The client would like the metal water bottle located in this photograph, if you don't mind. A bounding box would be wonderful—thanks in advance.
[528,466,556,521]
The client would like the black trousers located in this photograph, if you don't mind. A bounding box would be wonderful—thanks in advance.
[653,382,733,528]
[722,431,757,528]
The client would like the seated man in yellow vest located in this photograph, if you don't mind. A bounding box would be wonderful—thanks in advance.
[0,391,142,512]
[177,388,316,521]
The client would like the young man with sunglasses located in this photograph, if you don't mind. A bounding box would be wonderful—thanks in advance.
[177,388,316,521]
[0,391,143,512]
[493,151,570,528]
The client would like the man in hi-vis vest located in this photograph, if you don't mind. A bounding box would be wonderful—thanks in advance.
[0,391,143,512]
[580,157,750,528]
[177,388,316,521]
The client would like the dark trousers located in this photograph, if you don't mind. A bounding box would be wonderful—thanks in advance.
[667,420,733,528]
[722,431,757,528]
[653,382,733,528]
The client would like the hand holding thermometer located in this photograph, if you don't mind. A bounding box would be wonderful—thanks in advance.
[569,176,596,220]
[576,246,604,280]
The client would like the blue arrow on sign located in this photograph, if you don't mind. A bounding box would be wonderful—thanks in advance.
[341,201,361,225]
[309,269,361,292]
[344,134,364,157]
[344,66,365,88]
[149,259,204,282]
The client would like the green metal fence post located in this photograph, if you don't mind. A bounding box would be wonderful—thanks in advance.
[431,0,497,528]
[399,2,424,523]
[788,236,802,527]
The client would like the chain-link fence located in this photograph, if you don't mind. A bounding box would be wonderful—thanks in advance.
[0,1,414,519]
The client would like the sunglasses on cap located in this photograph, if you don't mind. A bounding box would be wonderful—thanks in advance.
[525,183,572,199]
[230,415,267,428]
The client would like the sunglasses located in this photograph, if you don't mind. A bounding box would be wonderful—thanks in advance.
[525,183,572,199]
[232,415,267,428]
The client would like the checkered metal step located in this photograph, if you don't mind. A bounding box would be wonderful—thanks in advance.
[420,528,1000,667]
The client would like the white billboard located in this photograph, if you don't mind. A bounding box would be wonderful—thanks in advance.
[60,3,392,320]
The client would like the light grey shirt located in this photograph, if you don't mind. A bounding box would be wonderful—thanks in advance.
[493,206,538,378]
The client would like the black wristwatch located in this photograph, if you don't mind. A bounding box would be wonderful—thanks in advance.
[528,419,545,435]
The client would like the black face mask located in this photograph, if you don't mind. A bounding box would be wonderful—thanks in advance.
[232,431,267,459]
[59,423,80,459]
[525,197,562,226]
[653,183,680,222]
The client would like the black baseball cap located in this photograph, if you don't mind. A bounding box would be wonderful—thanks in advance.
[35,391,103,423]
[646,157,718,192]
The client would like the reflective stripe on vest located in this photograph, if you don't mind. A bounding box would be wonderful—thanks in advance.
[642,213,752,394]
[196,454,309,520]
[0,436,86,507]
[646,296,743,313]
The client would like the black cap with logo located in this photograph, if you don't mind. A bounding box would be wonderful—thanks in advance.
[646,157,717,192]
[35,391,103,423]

_____

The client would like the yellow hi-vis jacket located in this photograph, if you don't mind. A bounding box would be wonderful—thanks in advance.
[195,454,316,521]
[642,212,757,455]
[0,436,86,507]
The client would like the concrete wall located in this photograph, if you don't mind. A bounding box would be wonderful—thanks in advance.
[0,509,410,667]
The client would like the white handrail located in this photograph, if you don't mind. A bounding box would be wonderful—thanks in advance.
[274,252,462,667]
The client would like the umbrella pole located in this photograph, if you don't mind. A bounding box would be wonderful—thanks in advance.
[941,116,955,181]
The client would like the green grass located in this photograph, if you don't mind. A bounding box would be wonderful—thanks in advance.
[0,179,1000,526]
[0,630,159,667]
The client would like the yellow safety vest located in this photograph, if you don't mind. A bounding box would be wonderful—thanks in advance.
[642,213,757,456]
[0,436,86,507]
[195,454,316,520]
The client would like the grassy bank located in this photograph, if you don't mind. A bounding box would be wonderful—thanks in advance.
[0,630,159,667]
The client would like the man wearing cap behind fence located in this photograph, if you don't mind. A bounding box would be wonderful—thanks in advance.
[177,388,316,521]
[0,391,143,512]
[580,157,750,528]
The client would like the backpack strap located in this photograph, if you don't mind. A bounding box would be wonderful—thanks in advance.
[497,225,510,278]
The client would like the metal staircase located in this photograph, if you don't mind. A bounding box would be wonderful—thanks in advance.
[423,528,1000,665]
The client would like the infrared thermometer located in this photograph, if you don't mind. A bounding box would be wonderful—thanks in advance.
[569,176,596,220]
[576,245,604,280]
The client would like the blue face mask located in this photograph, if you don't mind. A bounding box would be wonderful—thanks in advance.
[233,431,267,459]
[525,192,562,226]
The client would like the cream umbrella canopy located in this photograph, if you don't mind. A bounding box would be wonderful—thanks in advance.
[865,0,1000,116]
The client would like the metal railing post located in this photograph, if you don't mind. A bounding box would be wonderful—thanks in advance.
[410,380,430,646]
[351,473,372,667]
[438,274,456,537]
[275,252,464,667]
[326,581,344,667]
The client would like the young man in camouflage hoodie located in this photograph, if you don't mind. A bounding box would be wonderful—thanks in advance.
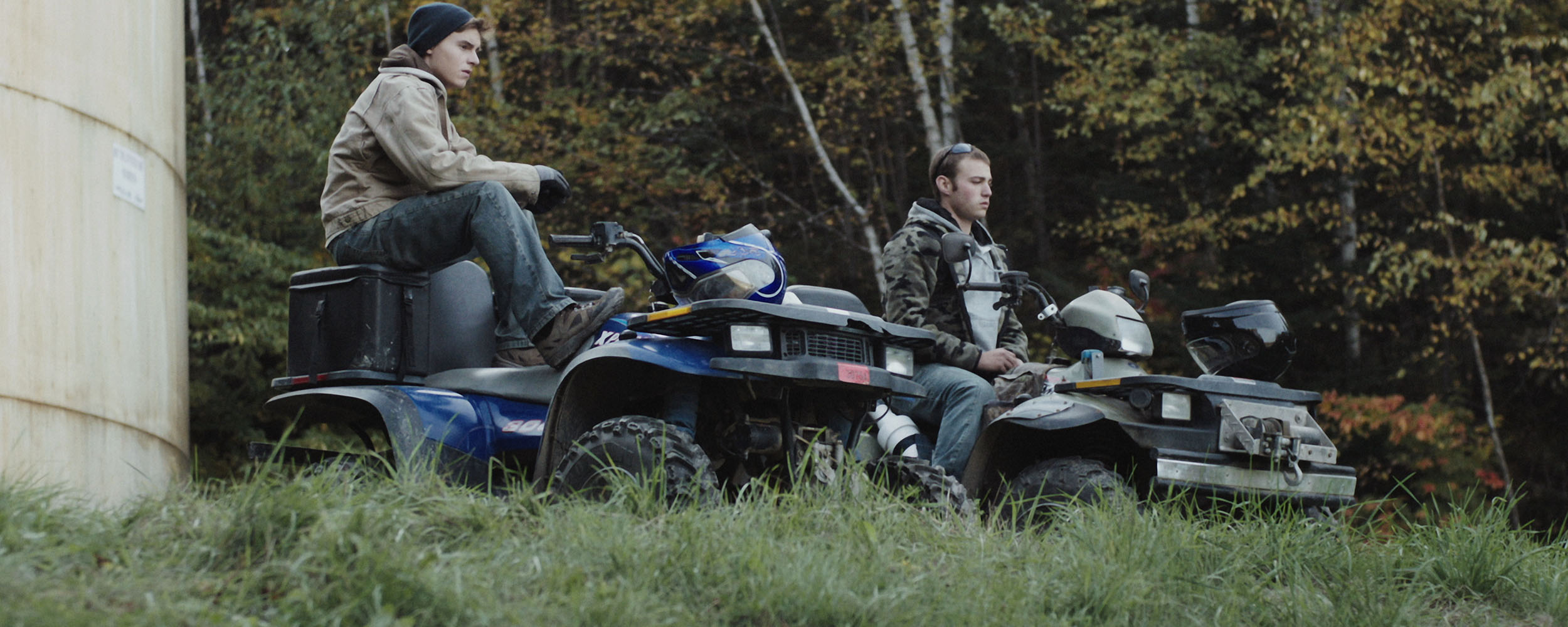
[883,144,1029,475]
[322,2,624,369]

_____

» Problem requirements
Rewrite the records from the line with "The client would like the young man in" to the line with "[322,2,624,369]", replacing "camouflage hoodie" with "green jacket" and keeping everything else the same. Leave the pictures out.

» Response below
The client would like the young man in green jacket located in this photograph, if you don't mind. A bounding box would be wonderful—thanks in advance.
[883,144,1029,475]
[322,2,624,369]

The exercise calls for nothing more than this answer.